### Coordinate labeling data:
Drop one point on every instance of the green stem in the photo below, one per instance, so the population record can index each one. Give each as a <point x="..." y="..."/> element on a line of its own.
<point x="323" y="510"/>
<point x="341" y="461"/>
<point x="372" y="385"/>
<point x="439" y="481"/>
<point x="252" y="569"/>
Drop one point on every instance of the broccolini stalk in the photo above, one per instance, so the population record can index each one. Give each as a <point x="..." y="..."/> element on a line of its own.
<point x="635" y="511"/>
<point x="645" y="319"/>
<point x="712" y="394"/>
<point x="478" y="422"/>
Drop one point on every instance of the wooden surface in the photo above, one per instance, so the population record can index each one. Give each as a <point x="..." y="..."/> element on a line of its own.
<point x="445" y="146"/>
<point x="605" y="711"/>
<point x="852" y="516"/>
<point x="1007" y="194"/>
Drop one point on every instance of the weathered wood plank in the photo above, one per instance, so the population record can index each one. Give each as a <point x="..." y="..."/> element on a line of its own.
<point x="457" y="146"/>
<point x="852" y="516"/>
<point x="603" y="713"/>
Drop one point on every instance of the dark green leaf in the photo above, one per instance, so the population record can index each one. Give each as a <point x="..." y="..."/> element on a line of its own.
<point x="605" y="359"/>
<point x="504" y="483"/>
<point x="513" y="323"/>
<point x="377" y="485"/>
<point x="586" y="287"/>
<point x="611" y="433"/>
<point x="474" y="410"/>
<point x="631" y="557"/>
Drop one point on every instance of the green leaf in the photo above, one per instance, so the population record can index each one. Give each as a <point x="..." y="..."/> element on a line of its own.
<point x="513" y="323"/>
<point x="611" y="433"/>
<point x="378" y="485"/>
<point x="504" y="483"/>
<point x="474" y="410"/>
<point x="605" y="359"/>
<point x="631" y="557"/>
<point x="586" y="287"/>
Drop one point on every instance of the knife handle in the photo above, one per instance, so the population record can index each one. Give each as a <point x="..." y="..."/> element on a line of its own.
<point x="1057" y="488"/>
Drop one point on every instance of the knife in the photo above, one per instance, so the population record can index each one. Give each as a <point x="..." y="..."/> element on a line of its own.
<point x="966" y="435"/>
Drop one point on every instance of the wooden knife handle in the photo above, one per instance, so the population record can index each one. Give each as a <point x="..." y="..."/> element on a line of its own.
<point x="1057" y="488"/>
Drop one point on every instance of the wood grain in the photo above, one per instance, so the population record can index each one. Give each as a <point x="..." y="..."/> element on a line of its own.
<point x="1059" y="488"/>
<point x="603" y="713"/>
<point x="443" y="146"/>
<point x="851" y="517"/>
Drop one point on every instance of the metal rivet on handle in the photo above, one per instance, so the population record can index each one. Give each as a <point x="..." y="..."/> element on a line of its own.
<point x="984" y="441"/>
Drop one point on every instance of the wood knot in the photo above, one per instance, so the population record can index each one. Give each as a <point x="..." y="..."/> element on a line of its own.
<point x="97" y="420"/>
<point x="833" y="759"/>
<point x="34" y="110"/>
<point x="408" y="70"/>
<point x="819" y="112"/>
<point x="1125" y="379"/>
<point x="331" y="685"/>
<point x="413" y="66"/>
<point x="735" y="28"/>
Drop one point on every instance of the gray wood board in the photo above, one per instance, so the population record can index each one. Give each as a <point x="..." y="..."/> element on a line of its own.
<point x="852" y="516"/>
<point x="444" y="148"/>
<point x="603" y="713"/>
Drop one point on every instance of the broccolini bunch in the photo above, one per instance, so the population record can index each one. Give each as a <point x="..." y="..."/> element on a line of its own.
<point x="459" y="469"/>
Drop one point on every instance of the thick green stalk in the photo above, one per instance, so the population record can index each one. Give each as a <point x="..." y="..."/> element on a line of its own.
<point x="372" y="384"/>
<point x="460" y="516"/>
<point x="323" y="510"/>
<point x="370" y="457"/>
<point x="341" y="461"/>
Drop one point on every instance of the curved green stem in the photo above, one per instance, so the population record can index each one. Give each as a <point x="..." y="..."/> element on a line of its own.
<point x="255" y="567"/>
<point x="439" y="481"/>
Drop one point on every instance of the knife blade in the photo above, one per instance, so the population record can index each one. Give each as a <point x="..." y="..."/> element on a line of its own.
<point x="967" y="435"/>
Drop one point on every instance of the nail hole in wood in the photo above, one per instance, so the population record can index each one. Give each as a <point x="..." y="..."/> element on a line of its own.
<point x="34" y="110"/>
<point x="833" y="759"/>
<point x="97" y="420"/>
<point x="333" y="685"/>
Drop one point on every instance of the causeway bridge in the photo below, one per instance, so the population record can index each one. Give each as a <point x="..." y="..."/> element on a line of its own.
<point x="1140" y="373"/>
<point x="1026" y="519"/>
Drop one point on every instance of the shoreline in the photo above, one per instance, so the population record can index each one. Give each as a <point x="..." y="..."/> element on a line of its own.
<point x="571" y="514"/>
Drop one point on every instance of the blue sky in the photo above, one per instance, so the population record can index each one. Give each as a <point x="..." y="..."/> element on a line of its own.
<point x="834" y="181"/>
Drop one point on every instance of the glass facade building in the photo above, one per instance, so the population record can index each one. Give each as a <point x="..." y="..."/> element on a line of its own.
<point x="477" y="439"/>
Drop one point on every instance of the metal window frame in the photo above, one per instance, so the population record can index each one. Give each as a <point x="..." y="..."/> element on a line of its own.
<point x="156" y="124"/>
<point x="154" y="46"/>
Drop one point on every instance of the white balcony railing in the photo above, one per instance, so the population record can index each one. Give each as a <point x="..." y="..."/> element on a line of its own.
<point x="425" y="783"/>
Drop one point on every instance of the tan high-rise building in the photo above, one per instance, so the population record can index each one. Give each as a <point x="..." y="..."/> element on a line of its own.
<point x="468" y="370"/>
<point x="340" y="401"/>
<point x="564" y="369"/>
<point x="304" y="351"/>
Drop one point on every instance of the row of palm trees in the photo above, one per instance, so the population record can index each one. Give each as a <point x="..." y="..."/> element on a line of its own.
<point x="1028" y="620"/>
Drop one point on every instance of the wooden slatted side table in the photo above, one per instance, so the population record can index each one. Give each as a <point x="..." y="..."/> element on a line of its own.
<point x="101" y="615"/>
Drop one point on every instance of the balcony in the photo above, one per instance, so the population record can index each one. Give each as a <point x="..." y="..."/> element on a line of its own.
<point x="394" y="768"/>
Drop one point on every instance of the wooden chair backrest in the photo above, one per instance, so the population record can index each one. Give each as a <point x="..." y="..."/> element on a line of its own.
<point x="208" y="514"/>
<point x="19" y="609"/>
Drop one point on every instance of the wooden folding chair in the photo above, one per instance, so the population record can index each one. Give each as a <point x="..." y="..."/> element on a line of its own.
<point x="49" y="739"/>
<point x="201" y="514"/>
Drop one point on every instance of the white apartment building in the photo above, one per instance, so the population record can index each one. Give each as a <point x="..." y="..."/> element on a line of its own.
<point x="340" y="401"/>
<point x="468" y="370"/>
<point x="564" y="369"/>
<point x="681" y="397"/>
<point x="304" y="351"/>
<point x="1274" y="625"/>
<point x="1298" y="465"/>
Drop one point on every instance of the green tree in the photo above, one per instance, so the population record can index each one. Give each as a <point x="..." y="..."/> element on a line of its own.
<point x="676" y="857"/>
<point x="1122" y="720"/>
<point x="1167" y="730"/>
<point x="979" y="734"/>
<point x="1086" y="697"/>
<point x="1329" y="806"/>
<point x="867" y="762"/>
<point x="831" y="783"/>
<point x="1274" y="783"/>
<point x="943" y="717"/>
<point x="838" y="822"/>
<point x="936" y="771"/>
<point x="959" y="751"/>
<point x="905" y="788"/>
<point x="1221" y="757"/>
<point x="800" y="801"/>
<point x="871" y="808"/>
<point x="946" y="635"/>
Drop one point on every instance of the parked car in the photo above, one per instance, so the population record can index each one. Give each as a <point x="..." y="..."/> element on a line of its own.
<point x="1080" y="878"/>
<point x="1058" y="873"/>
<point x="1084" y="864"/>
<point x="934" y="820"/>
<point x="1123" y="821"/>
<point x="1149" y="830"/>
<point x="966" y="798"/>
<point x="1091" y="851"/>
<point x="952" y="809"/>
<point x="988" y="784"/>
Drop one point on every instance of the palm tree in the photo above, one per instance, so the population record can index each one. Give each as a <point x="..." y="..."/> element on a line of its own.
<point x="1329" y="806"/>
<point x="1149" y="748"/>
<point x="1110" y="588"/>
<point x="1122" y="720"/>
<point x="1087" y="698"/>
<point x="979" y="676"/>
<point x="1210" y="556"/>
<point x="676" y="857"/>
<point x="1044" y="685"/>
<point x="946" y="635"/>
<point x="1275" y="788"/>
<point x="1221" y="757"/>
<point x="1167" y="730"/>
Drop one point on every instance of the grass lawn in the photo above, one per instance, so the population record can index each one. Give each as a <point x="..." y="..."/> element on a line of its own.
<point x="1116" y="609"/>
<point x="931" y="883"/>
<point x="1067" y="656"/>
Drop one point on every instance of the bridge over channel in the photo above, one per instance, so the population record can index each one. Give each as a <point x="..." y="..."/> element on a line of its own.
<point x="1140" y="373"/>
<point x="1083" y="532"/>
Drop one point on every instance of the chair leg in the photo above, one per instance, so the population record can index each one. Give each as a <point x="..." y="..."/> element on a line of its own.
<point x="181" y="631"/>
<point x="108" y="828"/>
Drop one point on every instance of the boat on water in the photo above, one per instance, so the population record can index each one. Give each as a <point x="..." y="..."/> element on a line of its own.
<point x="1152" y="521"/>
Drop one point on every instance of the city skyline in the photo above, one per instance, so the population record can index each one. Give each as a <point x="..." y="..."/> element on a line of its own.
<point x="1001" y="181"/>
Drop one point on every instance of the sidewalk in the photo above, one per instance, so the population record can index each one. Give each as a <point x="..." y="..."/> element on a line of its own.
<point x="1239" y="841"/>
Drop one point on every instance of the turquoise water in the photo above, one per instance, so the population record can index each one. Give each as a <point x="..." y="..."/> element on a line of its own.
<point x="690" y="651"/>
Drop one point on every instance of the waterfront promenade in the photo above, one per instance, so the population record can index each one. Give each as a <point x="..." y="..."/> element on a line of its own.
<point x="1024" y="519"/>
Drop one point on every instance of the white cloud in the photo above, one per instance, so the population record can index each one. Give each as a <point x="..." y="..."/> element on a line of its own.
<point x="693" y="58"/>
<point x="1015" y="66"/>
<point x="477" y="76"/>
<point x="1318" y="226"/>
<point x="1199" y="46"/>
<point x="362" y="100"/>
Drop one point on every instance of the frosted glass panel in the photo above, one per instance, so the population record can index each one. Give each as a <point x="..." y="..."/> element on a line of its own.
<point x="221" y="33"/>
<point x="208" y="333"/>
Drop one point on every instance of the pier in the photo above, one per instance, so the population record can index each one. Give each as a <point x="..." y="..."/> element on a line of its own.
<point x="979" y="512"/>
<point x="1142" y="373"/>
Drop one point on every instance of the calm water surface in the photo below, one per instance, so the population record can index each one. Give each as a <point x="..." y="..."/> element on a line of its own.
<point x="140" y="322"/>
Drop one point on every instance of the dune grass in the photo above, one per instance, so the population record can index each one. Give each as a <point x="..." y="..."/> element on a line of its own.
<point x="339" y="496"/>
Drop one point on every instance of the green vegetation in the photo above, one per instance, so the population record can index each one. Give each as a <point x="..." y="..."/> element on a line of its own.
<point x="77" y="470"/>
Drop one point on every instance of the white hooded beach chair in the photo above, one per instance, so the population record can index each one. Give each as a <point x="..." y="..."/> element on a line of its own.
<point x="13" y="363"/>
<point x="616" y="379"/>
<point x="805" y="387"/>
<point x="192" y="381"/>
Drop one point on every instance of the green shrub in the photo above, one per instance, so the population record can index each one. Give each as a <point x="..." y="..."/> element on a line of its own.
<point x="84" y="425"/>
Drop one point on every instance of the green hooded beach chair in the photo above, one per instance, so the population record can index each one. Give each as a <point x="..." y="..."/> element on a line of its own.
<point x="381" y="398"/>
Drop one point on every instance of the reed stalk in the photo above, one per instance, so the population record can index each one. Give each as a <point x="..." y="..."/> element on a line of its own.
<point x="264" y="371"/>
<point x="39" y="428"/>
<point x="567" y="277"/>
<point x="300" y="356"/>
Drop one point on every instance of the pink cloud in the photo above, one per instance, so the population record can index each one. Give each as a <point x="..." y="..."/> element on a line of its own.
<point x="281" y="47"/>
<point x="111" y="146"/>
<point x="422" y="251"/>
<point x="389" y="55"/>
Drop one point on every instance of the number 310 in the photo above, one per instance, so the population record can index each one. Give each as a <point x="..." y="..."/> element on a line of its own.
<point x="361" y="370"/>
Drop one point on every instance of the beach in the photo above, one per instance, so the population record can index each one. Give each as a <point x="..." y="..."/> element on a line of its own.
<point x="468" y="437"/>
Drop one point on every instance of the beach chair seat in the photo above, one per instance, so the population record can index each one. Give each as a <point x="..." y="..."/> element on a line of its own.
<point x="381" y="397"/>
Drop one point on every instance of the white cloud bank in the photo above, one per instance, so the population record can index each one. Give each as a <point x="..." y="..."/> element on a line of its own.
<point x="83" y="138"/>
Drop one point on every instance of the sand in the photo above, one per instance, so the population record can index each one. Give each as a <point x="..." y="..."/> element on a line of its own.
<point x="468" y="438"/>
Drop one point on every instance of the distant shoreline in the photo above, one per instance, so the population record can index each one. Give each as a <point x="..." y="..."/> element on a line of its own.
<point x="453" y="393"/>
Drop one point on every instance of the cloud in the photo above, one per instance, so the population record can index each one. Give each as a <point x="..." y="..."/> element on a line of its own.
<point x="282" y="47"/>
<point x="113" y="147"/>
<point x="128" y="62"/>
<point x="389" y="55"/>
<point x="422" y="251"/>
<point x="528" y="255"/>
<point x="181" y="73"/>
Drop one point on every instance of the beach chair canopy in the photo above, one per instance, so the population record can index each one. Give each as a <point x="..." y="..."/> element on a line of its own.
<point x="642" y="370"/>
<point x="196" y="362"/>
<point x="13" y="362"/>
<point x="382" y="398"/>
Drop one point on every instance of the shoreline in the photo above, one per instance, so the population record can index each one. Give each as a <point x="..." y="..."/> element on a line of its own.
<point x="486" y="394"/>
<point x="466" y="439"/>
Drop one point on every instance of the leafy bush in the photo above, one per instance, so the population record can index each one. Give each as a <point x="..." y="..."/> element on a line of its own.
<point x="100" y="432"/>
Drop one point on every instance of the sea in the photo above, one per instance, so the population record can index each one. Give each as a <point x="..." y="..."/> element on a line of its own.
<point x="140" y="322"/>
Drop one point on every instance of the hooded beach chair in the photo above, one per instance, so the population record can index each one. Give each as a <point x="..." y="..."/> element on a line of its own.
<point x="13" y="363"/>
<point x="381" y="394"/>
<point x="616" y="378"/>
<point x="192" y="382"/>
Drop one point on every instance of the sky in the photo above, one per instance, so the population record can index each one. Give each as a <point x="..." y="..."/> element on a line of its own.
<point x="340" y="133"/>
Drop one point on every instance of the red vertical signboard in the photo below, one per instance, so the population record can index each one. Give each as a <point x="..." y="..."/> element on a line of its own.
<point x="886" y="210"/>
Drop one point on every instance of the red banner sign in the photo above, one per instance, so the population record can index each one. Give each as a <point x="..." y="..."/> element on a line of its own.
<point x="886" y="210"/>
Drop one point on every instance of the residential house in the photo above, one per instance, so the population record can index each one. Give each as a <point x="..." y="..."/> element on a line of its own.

### What you have to do:
Give again the lines from the line holding "Drop one point on every instance of the beach chair canopy" through the close of the listing, both included, exactly as written and with nothing else.

### Task result:
Drop one point on every instance of the beach chair canopy in the photo above, one per instance, so the population record can index each one. Give each as a <point x="..." y="..."/> element on a line of its own.
<point x="642" y="370"/>
<point x="196" y="362"/>
<point x="13" y="362"/>
<point x="382" y="398"/>
Drop one point on every instance of the shoreline in the photo above, one per instance, so the population record can index each one. Give each as a <point x="..." y="..."/> element on a line of its own.
<point x="486" y="394"/>
<point x="466" y="439"/>
Drop one point on every instance of the leafy bush in the photo above, one per instance, so the population record can index each one. Give each as a <point x="..." y="..."/> element on a line of its own.
<point x="100" y="432"/>
Drop one point on every instance of the sea in the photo above, one per instance, so the population record can index each one. Give each as a <point x="..." y="..."/> element on a line of its own.
<point x="140" y="322"/>
Drop one point on every instance of the hooded beach chair in the photo above, one per instance, so the population record can index each one. Give each as a <point x="..." y="..."/> element on a line of its own.
<point x="13" y="363"/>
<point x="381" y="394"/>
<point x="616" y="378"/>
<point x="192" y="382"/>
Drop one point on every instance of the sky in the photo above, one per instance, so the population record can index each one. Give each as a <point x="..." y="..."/> element on a line of its own.
<point x="340" y="133"/>
Drop one point on every instance of the red vertical signboard in the photo below, one per instance, so the population record can index each one. Give each as a <point x="..." y="..."/> element on a line of its own.
<point x="886" y="210"/>
Drop one point on every instance of the red banner sign in the photo above, one per instance, so the population record can index each one. Give each as a <point x="..." y="..."/> element on a line of its own.
<point x="886" y="210"/>
Drop one point on every instance of the residential house in the photo above, one per instance, so the population record can index each one. Give each as a <point x="..." y="..."/> element on a line of its own.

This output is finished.